Arbeitsauftrag:
Schreibe die Zeilen ab der Zeile, die „asphalt street, giving“ enthält, bis zur letzten Zeile unverändert ab, wobei beide eingeschlossen sind.

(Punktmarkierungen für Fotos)
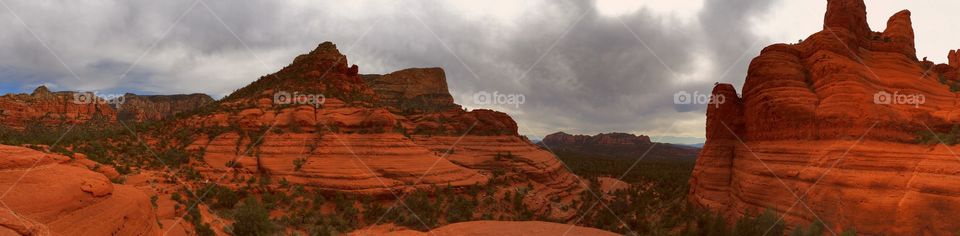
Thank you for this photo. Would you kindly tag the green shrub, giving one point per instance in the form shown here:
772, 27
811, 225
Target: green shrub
251, 218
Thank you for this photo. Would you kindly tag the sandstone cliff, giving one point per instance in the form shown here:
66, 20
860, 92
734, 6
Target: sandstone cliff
156, 107
827, 130
370, 135
45, 107
49, 194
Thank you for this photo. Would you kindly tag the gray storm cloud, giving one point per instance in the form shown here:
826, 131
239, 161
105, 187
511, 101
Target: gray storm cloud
580, 71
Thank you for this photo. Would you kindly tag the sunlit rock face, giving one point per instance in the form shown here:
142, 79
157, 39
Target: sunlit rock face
833, 121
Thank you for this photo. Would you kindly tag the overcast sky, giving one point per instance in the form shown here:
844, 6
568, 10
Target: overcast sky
582, 66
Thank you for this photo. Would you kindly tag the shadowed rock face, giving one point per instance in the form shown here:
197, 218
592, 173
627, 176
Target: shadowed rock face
414, 90
616, 145
67, 107
49, 108
809, 125
372, 135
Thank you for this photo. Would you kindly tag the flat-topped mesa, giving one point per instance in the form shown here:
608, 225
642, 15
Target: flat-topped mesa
561, 138
44, 107
414, 90
373, 135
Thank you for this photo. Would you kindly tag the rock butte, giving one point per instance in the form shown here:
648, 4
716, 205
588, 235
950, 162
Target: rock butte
50, 194
617, 145
373, 135
51, 108
796, 133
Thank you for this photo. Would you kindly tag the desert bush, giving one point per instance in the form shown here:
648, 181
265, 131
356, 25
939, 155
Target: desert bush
251, 218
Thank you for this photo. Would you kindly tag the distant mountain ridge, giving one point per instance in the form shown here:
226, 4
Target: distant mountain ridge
617, 145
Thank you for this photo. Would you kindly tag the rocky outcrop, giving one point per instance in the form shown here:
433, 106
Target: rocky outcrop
825, 130
616, 145
68, 107
48, 194
49, 108
414, 90
363, 136
564, 139
504, 228
156, 107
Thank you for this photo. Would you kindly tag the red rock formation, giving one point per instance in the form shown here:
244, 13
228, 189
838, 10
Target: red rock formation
561, 138
796, 133
503, 228
616, 145
156, 107
19, 110
391, 133
415, 90
47, 194
954, 59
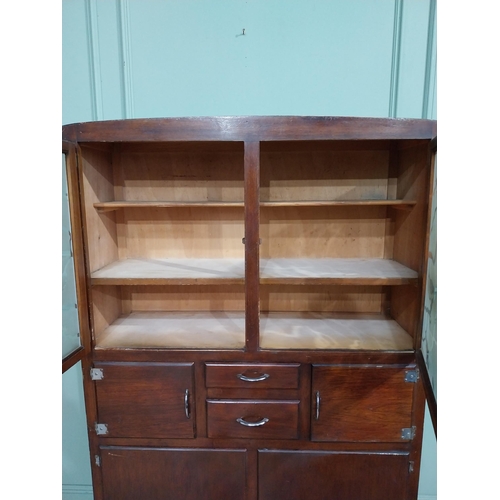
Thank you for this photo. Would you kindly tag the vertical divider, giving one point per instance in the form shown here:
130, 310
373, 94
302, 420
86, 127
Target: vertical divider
252, 313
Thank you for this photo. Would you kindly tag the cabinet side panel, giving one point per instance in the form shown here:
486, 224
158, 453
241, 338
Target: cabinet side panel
98, 186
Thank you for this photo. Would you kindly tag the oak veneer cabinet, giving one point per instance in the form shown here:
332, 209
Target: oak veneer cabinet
250, 298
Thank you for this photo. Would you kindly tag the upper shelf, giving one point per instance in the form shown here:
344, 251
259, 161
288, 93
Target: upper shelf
116, 205
272, 271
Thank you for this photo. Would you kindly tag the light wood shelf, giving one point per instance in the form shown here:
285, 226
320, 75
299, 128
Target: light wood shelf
116, 205
335, 271
186, 330
171, 272
310, 330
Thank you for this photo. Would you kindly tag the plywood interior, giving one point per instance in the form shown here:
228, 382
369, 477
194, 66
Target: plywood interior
322, 298
181, 171
325, 232
325, 170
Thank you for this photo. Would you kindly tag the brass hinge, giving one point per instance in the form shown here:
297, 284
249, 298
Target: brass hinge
96, 373
412, 376
101, 429
408, 432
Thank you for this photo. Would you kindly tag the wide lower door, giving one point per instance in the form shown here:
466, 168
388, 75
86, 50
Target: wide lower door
319, 475
175, 474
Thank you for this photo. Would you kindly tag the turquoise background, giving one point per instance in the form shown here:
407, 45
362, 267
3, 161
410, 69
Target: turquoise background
161, 58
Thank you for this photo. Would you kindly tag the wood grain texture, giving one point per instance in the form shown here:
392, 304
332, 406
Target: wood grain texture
146, 399
279, 419
361, 403
157, 473
308, 330
321, 475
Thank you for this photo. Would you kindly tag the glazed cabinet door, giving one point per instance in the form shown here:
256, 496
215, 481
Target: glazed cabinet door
161, 473
145, 400
325, 475
362, 403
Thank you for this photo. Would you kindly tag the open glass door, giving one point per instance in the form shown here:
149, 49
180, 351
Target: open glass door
73, 350
427, 355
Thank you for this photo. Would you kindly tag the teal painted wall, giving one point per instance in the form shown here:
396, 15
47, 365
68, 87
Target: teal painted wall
152, 58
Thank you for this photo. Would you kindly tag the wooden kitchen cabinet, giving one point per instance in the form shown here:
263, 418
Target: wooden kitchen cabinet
250, 296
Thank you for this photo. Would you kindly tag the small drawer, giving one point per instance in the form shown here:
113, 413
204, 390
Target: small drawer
252, 376
253, 419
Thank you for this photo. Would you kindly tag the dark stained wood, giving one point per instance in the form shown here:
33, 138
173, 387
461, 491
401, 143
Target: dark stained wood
146, 399
159, 474
275, 419
300, 475
252, 376
354, 451
73, 358
367, 403
247, 128
428, 390
251, 165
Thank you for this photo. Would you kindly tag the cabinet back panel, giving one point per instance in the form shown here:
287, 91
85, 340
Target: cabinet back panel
321, 298
321, 232
98, 186
182, 172
188, 232
186, 298
323, 171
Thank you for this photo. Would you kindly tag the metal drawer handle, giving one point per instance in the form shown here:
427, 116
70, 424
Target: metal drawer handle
252, 424
186, 404
318, 399
249, 379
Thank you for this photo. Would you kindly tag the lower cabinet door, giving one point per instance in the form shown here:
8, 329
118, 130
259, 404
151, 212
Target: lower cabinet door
131, 473
361, 403
146, 400
318, 475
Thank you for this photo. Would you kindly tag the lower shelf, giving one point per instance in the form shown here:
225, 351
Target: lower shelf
188, 330
226, 330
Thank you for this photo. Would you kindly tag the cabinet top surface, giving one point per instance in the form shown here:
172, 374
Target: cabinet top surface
250, 128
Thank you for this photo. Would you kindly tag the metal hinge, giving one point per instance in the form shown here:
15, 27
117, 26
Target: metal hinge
408, 432
101, 429
96, 373
412, 376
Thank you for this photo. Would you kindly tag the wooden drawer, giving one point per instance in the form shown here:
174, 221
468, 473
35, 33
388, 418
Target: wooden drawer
253, 419
252, 376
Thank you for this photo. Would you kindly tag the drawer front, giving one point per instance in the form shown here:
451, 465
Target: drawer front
253, 419
252, 376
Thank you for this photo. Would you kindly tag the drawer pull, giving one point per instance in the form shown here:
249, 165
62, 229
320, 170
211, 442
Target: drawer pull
186, 404
260, 423
250, 379
318, 399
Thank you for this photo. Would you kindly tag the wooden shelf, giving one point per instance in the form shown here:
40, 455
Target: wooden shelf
181, 330
171, 272
335, 271
109, 206
310, 330
116, 205
399, 204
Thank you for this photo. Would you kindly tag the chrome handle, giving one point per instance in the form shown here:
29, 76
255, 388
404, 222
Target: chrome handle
249, 379
252, 424
186, 404
318, 399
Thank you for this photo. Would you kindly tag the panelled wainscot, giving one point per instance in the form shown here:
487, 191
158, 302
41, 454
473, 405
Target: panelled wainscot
250, 298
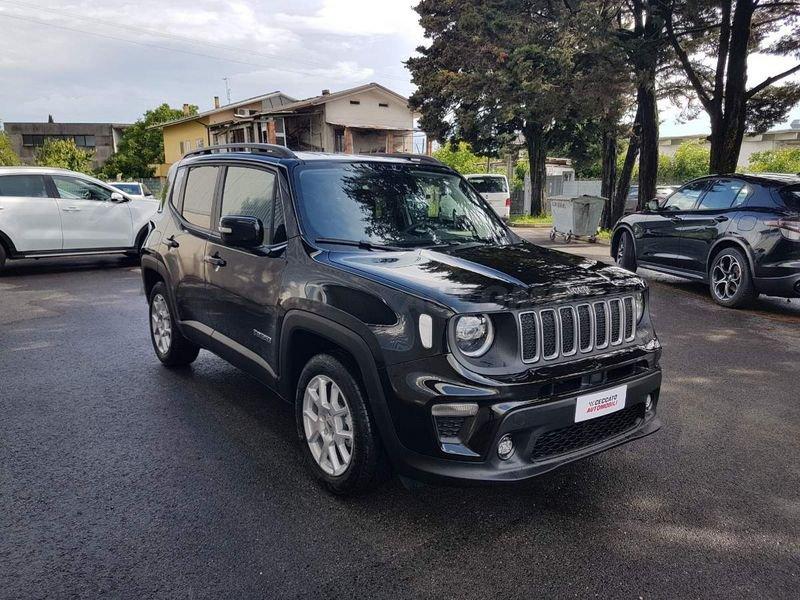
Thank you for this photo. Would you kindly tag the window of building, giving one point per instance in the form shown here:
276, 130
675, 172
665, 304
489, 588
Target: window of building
198, 199
250, 192
25, 186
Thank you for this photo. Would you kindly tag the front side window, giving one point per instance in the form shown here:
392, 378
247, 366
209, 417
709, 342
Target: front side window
250, 192
686, 197
73, 188
721, 194
198, 199
398, 205
24, 186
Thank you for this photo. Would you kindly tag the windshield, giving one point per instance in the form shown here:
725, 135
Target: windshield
489, 185
128, 188
391, 204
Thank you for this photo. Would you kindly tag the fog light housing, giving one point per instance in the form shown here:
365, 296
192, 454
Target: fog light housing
505, 448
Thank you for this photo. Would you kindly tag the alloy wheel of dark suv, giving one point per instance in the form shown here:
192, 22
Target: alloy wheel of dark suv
740, 234
407, 323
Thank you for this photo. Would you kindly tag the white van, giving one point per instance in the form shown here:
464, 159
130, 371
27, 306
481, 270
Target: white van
494, 189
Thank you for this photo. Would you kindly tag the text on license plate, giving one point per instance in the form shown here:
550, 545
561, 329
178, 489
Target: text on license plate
590, 406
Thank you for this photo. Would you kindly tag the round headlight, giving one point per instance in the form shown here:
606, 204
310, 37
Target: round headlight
638, 301
474, 335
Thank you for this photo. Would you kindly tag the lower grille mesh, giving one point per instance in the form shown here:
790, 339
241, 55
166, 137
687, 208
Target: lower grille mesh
586, 433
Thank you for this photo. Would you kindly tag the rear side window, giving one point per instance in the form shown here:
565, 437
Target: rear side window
791, 198
250, 192
198, 200
686, 197
721, 194
27, 186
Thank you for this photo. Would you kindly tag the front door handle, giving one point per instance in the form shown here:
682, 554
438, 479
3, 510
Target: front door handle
215, 260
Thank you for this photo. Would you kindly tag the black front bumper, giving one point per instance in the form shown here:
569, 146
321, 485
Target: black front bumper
544, 433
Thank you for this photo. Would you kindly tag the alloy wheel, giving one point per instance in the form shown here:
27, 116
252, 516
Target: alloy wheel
726, 277
328, 425
161, 323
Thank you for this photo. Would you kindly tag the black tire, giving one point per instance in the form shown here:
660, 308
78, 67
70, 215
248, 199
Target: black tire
179, 351
626, 252
367, 465
730, 281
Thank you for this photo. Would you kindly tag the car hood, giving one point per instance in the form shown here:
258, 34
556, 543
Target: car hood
488, 278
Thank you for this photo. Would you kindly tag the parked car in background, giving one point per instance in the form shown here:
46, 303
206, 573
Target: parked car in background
54, 212
134, 189
494, 189
738, 233
662, 191
448, 349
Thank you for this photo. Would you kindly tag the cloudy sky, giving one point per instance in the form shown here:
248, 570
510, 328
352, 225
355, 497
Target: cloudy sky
84, 60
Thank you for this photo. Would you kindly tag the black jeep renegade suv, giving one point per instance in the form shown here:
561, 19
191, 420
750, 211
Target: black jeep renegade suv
409, 326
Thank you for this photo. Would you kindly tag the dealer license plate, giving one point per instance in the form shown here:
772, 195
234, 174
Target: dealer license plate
591, 406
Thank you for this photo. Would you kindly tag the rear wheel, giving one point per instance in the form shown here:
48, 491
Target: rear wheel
171, 347
339, 439
626, 253
730, 280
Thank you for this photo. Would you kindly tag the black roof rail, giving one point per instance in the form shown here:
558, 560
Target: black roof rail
271, 149
422, 158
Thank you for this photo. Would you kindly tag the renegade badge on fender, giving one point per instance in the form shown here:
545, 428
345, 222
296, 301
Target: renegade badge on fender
408, 325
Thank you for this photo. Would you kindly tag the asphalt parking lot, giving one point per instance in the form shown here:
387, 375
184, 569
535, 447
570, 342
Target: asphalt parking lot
119, 478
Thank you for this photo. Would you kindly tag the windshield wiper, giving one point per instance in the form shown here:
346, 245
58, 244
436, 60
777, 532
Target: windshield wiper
356, 244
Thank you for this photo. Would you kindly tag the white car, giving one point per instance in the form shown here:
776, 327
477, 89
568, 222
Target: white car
55, 212
494, 189
134, 189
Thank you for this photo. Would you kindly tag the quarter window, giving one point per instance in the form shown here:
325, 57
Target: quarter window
721, 194
198, 199
73, 188
251, 193
24, 186
686, 197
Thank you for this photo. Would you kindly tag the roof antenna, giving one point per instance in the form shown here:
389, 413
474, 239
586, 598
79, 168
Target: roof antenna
227, 89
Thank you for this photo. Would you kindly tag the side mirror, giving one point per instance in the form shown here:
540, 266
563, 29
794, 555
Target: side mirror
241, 231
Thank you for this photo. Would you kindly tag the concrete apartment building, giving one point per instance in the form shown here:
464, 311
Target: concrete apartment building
361, 120
100, 138
770, 140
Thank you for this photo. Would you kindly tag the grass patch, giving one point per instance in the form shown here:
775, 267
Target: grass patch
530, 220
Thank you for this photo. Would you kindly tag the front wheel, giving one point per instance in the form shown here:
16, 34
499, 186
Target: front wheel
339, 439
172, 349
626, 253
730, 280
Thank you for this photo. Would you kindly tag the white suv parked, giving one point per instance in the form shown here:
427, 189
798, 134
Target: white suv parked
55, 212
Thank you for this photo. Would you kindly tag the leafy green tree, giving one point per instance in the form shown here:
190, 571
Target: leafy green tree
8, 158
784, 160
461, 158
64, 154
142, 146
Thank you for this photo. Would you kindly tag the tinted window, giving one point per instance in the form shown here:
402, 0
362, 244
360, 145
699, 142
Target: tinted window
395, 205
29, 186
250, 192
489, 185
74, 188
721, 194
791, 197
686, 197
198, 199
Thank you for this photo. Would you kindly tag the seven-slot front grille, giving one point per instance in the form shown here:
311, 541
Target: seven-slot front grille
552, 333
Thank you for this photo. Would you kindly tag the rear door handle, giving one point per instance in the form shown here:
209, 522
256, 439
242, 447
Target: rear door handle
215, 260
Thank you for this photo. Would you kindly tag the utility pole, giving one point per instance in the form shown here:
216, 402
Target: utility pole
227, 89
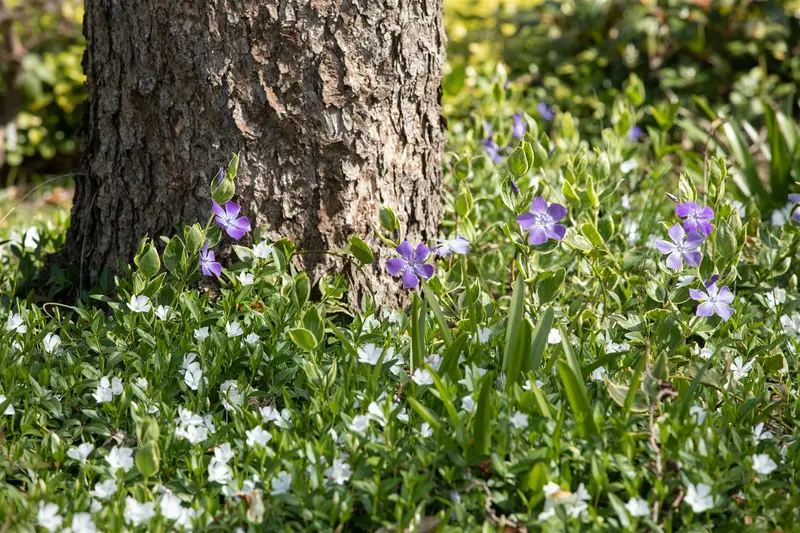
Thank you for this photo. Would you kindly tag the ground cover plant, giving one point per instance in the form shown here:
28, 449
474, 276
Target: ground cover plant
603, 337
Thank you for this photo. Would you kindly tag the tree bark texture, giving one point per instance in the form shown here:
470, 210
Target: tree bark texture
334, 107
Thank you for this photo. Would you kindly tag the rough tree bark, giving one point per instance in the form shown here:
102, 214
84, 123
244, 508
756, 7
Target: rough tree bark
333, 105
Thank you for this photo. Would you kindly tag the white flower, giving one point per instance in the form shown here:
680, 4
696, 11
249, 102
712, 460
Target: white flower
698, 412
230, 394
775, 297
16, 324
233, 329
281, 483
339, 472
81, 523
81, 453
759, 434
48, 516
741, 370
483, 335
193, 375
258, 436
120, 458
137, 513
791, 325
9, 410
369, 354
422, 377
637, 507
105, 490
519, 420
262, 250
51, 342
139, 304
598, 373
763, 464
162, 312
698, 497
468, 404
201, 334
426, 430
359, 424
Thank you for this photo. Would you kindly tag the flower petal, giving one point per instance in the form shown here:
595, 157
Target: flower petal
406, 250
677, 234
410, 280
395, 266
557, 211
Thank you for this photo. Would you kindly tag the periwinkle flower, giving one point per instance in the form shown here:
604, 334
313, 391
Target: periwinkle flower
795, 198
696, 217
542, 221
545, 111
520, 126
682, 248
714, 301
459, 245
208, 263
411, 264
228, 219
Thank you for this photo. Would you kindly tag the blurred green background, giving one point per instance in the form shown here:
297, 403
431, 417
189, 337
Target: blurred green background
576, 56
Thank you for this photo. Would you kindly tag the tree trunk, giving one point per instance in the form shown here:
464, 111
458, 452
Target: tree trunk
334, 107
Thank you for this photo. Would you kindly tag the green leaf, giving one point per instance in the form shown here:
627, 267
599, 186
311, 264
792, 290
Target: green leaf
444, 330
482, 429
361, 250
540, 335
520, 354
515, 314
578, 400
425, 413
303, 339
173, 254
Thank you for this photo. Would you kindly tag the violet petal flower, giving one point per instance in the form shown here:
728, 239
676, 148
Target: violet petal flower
410, 264
541, 221
208, 263
796, 214
682, 248
229, 219
459, 245
520, 126
696, 217
635, 133
545, 111
713, 301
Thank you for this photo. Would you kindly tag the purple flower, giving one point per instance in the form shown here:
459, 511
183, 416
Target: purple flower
696, 217
544, 111
459, 245
520, 126
208, 263
229, 219
796, 199
713, 301
542, 220
682, 248
410, 264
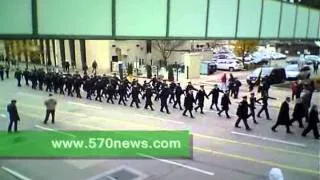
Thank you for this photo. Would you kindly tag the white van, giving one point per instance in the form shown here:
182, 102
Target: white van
229, 64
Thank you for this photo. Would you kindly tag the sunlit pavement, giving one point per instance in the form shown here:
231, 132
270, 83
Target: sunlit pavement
220, 151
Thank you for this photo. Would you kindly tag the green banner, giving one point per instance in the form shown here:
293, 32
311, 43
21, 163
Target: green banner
95, 144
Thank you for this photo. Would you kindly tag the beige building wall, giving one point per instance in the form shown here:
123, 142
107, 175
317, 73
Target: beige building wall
77, 54
99, 50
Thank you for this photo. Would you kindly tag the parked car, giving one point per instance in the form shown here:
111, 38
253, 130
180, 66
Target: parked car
278, 56
229, 64
275, 75
295, 72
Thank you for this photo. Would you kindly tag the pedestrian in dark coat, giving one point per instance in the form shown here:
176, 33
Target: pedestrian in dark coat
313, 120
215, 96
178, 92
225, 102
201, 94
188, 103
299, 113
148, 95
283, 117
164, 95
242, 113
252, 106
122, 91
13, 116
18, 75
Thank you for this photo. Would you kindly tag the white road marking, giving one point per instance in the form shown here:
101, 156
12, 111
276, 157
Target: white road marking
85, 105
161, 119
270, 139
15, 173
54, 130
179, 164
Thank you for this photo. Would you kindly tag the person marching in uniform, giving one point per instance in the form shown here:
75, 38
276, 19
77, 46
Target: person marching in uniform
242, 113
283, 117
252, 106
200, 98
215, 96
178, 92
188, 103
225, 102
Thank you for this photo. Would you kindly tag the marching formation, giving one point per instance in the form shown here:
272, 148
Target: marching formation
113, 88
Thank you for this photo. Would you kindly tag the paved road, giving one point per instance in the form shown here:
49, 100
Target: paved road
220, 151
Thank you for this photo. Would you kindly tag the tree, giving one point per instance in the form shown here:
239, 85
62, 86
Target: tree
166, 47
242, 47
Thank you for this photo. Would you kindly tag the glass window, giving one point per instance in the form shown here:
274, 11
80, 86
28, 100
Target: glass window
75, 17
15, 17
287, 20
249, 18
302, 22
185, 14
313, 24
222, 18
270, 19
141, 18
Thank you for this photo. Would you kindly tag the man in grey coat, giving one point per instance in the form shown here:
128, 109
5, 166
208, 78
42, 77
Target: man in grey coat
51, 108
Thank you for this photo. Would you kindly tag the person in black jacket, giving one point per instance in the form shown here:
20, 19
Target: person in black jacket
13, 115
26, 75
299, 113
215, 96
313, 119
252, 106
18, 75
283, 117
122, 91
135, 95
225, 102
200, 98
178, 93
148, 95
242, 113
172, 88
264, 107
164, 94
188, 103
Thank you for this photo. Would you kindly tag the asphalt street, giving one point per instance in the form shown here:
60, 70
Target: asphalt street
221, 151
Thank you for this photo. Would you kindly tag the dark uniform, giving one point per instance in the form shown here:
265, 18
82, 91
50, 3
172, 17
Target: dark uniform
215, 97
283, 117
313, 119
299, 113
252, 106
264, 107
135, 95
148, 95
122, 91
225, 101
164, 94
242, 113
13, 116
200, 98
178, 92
188, 103
18, 75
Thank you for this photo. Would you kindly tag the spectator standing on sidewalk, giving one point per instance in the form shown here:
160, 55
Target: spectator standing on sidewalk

Richtige Lösung:
Thank you for this photo. Would you kindly tag the asphalt street, giving one point per instance in the form shown here:
60, 70
Target: asphalt street
221, 151
Thank you for this photo. Would you kindly tag the dark uniform, giving one point per instance in the form shown here:
265, 18
82, 91
50, 3
172, 17
Target: dark uniform
215, 97
283, 117
313, 119
299, 113
252, 106
264, 107
135, 95
148, 95
122, 91
225, 101
164, 94
242, 113
13, 116
200, 98
178, 92
188, 103
18, 75
Thank you for this photo. Would you kindly tag the spectator standing on sidewalk, giving one point per instance in the form shown here:
160, 55
Target: spectator standing on sidewalk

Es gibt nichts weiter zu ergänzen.